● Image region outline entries
###

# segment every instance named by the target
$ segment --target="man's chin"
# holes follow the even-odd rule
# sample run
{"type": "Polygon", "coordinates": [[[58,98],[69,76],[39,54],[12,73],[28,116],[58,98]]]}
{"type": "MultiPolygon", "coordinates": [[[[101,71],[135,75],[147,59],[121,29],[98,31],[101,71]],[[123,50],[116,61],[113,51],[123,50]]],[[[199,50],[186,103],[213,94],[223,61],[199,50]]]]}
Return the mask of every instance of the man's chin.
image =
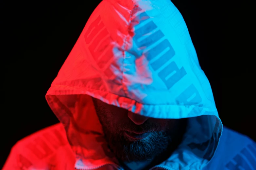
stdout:
{"type": "Polygon", "coordinates": [[[146,137],[137,139],[122,135],[109,139],[111,150],[124,162],[152,160],[161,154],[171,142],[171,138],[162,133],[154,133],[146,137]]]}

###

● WHAT IS ASKED
Reproduce every line of the entries above verbatim, omitting the pictures.

● RESPONSE FOR THIS EXERCISE
# segment every instance named by the target
$ segment --target="man's chin"
# holes follow the even-odd rule
# sample run
{"type": "Polygon", "coordinates": [[[58,98],[69,76],[39,54],[12,73],[28,116],[58,98]]]}
{"type": "MultiPolygon", "coordinates": [[[[101,71],[135,75],[147,59],[121,29],[98,31],[101,71]],[[123,50],[116,61],[113,51],[123,50]]],[[[199,50],[186,103],[213,94],[223,61],[199,50]]]]}
Return the mask of every instance of the man's chin.
image =
stdout:
{"type": "Polygon", "coordinates": [[[146,137],[137,139],[122,135],[109,139],[111,150],[124,162],[152,160],[161,154],[171,142],[171,138],[162,133],[154,133],[146,137]]]}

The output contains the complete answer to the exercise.